• SHORT EXERCISE: Recast every line of the records below as a numbered list, skipping blank lines. Leave the pictures out of your list.

• Records of labeled points:
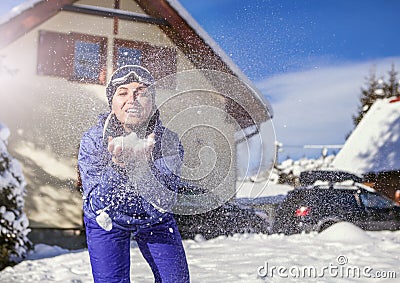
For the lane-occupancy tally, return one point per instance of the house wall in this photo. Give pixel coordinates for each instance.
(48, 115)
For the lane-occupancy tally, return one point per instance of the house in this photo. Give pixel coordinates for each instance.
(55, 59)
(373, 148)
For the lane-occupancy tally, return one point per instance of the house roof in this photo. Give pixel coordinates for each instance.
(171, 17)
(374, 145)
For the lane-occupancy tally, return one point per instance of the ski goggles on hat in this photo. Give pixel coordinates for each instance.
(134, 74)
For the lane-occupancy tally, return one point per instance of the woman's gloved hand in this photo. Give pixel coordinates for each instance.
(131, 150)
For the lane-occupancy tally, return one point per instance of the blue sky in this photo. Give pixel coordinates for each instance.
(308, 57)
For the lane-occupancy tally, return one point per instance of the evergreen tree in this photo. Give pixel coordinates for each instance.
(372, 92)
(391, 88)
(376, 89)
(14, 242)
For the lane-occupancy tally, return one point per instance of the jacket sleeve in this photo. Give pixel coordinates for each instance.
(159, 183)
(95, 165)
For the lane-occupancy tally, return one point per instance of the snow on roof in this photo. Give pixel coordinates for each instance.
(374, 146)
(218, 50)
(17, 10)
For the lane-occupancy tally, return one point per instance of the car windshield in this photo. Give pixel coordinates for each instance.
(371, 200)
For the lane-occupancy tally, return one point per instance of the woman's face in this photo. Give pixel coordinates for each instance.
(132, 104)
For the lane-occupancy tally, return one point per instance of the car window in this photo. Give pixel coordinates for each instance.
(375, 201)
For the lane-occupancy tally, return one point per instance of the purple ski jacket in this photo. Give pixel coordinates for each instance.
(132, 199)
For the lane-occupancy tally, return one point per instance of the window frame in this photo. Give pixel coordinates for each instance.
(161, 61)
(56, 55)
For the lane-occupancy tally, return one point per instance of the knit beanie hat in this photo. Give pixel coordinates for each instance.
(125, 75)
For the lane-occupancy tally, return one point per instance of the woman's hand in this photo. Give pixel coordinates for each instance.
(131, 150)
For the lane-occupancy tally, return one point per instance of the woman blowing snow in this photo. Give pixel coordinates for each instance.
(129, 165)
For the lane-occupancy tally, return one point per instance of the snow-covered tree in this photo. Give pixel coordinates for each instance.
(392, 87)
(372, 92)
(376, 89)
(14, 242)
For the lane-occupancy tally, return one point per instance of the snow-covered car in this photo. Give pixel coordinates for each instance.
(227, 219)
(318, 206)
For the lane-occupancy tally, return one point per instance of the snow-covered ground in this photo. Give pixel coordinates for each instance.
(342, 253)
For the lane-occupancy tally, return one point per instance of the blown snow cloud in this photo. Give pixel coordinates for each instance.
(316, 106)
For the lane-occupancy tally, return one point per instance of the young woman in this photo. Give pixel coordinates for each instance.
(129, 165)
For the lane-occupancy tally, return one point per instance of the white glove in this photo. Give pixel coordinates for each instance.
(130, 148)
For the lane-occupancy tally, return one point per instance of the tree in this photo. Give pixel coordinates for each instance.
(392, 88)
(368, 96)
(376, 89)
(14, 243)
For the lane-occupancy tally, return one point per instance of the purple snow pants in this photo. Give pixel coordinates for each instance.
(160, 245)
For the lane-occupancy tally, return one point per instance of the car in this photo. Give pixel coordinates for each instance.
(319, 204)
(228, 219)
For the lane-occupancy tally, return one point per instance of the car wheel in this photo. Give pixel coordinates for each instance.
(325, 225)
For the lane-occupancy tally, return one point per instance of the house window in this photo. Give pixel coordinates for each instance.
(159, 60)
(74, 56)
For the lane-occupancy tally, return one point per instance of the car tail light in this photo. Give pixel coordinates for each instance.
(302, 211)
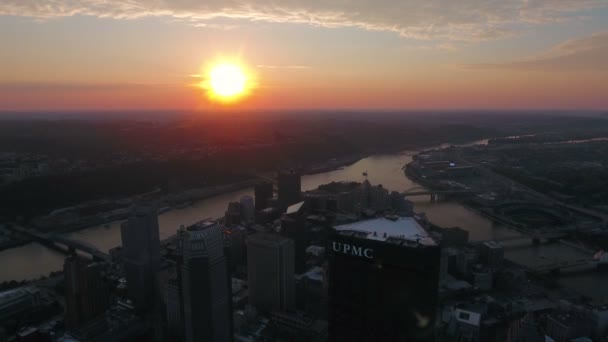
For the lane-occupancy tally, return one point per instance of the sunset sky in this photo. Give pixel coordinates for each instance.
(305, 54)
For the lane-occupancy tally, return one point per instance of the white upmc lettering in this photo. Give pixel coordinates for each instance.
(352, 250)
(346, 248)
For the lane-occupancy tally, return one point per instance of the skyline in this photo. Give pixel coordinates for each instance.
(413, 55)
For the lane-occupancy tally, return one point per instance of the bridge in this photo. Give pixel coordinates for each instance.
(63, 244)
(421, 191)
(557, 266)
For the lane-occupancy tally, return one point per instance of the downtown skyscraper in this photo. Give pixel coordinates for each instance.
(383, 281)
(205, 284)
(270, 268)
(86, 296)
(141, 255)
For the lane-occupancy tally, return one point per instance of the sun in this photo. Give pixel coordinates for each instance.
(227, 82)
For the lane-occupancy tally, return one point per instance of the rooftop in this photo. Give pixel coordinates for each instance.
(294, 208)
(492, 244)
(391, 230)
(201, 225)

• RESPONSE TO THIS EXERCISE:
1. For the lane-occupancy tally, return one point per instance of the house wall in this photo. Give pixel coordinates for each instance.
2. (48, 115)
3. For the lane-occupancy tally, return one point per instance of the house in this photo. Give pixel coordinates for each instance.
4. (55, 59)
5. (373, 148)
6. For the lane-occupancy tally, return one point per instance of the house roof in this photo. Give pixel coordinates for each instance.
7. (171, 17)
8. (374, 145)
9. For the lane-occupancy tally, return one point per instance of the ski goggles on hat in this photo. Give pixel coordinates for each instance.
10. (134, 74)
11. For the lane-occupancy tally, return one point per instance of the woman's gloved hand in this photo. Give pixel coordinates for each instance.
12. (131, 150)
13. For the lane-occupancy tally, return one point per instance of the blue sky in this photo. Give pixel coordinates for each instance.
14. (308, 57)
15. For the lane-occupancy tally, return one point per instance of the evergreen tree in this photo. Give pixel coordinates for each instance.
16. (372, 92)
17. (391, 88)
18. (376, 89)
19. (14, 242)
20. For the lane-occupancy tally, return one point per instance of the jacket sleeve in this photo. Give pixel coordinates for each instance.
21. (159, 183)
22. (95, 165)
23. For the lane-occupancy tally, return one point per instance of the snow on roof in this photo. Give pixel coordinates for each instance.
24. (374, 146)
25. (218, 50)
26. (17, 10)
27. For the lane-occupancy tally, return one point per instance of the car windshield in this photo. Give pixel coordinates for each instance.
28. (371, 200)
29. For the lane-occupancy tally, return one point per instance of the woman's face in this photo. Give pixel coordinates for each instance.
30. (132, 104)
31. For the lane-occupancy tally, return one point per instance of the car window in this photo. Give pixel coordinates for each instance.
32. (375, 201)
33. For the lane-occupancy tally, return one point per instance of the purple ski jacket in this photo. Give pixel coordinates for each instance.
34. (132, 199)
35. For the lane-occupancy tally, return one point per instance of the window frame in this photo. Give pixel coordinates for each instance.
36. (161, 61)
37. (56, 55)
38. For the lane-occupancy tally, return one point per instance of the knit beanie hat in this photo. Give pixel coordinates for each instance.
39. (125, 75)
40. For the lane-occupancy tally, return one point per instance of the woman's hand in this photo. Give pixel coordinates for each instance.
41. (131, 150)
42. For the lane-occupancy tally, return one point per instance of the woman blowing snow in this photo. Give pixel coordinates for each instance.
43. (129, 165)
44. For the lane-occupancy tally, return one point per instance of the snow-covered tree in this photo. Give pixel coordinates for each instance.
45. (392, 87)
46. (372, 92)
47. (376, 89)
48. (14, 242)
49. For the lane-occupancy tally, return one point per instance of the snow-covered car in this photo. Give pixel coordinates for each instance.
50. (227, 219)
51. (318, 206)
52. For the lane-occupancy tally, return one point per instance of the snow-covered ground in this photo. Give pixel coordinates for each instance.
53. (342, 253)
54. For the lane-occupancy tally, return one point per instance of the blown snow cloud in this photo. Give pixel coordinates for each instance.
55. (316, 106)
56. For the lane-occupancy tally, return one point per instance of the young woman in this photo. Give pixel coordinates for each instance.
57. (129, 165)
58. For the lane-occupancy tally, return one point per instance of the white glove in this photo. Give pixel coordinates for each instance.
59. (130, 148)
60. For the lane-occupancy tally, return one point per instance of the tree in this photo. Give pixel coordinates for each instance.
61. (392, 88)
62. (368, 96)
63. (376, 89)
64. (14, 243)
65. For the lane-occupancy tally, return one point per instance of the purple snow pants in this photo. Give pixel coordinates for each instance.
66. (160, 245)
67. For the lane-occupancy tally, return one point per instance of the car in this photo. Give pixel coordinates for each instance.
68. (319, 204)
69. (228, 219)
70. For the lane-occupancy tally, return one point per instance of the car wheel in this photo. Give pixel coordinates for each instance.
71. (325, 225)
72. For the lane-occupancy tally, return one point per instance of the house window in this photo. Give pixel coordinates for each instance.
73. (159, 60)
74. (74, 56)
75. For the lane-occupancy tally, return one point per instance of the car tail light in this photo. Give pixel coordinates for each instance.
76. (302, 211)
77. For the lane-occupancy tally, return one point per instance of the sunset sky in this photo. Give pixel coordinates for each instance.
78. (305, 54)
79. For the lane-occupancy tally, return one point per instance of the white upmc lettering in this photo. Give pixel coordinates for each instance.
80. (352, 250)
81. (346, 248)
82. For the lane-occupancy tally, return one point per instance of the skyline in this photo. Give pixel coordinates for each instance.
83. (413, 55)
84. For the lane-occupancy tally, return one point per instance of the bridge in this photo. Give pixel coordinates for each instance.
85. (63, 244)
86. (421, 191)
87. (557, 266)
88. For the lane-occupancy tally, return one point per instance of the downtown skyscraper in this photo. Give pixel coordinates for each instance.
89. (383, 281)
90. (205, 284)
91. (270, 268)
92. (86, 296)
93. (141, 255)
94. For the lane-occupancy tally, return one point per instance of the sun in this photo. Give pixel coordinates for each instance.
95. (227, 82)
96. For the lane-occupancy tally, return one point per instance of the rooftop in this photo. Give pixel coordinates for each instance.
97. (294, 208)
98. (492, 244)
99. (391, 230)
100. (201, 225)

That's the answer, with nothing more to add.